■ The records ■
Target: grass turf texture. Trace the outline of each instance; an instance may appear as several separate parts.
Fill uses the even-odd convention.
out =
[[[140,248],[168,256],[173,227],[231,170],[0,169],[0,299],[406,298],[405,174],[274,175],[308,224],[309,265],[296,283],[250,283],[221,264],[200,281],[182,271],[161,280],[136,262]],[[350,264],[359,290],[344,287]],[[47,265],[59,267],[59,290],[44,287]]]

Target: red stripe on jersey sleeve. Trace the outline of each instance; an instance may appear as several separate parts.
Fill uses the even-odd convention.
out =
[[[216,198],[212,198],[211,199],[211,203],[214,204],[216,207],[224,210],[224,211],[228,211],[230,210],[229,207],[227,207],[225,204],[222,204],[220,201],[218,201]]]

==

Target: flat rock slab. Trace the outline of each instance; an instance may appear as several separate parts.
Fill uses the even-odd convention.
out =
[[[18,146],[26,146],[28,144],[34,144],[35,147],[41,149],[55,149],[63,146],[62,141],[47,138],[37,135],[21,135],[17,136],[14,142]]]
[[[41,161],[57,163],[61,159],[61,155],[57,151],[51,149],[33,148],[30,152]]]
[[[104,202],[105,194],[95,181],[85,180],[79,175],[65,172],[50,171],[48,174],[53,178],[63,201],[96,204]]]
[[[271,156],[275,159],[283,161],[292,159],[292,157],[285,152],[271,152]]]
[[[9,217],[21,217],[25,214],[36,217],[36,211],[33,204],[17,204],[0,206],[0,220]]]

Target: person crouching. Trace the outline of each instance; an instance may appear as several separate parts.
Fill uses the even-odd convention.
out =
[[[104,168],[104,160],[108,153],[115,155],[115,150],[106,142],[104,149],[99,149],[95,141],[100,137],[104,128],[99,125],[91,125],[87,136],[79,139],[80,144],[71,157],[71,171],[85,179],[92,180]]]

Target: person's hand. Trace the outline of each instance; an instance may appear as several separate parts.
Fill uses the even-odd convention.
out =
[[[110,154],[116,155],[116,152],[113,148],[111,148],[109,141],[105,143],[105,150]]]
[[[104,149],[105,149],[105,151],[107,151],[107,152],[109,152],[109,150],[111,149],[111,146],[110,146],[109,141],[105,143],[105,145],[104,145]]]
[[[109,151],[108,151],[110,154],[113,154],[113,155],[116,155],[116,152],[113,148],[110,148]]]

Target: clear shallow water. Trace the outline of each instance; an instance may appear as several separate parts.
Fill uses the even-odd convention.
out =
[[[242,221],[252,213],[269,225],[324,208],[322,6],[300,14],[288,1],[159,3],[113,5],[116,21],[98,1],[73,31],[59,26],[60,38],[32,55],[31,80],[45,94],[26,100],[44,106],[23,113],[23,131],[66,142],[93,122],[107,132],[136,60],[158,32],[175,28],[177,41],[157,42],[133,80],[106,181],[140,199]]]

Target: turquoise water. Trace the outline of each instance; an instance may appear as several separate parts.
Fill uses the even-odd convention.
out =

■ Exercise ■
Could you return exactly the stretch of the data above that starts at the line with "Target: grass turf" and ends at the line with "Target: red stripe", both lines included?

■ Written solution ■
Target: grass turf texture. Trace the outline of each instance; an instance may appear as several separate parts.
Fill uses the even-odd convention.
out =
[[[140,248],[168,256],[173,227],[231,170],[0,169],[0,299],[406,298],[405,174],[274,175],[308,224],[309,265],[296,283],[250,283],[221,264],[200,281],[182,271],[161,280],[136,262]],[[350,264],[359,290],[344,287]],[[47,265],[59,267],[59,290],[44,287]]]

Target: red stripe on jersey sleeve. Trace the outline of each instance; an instance may appear as several separate parts.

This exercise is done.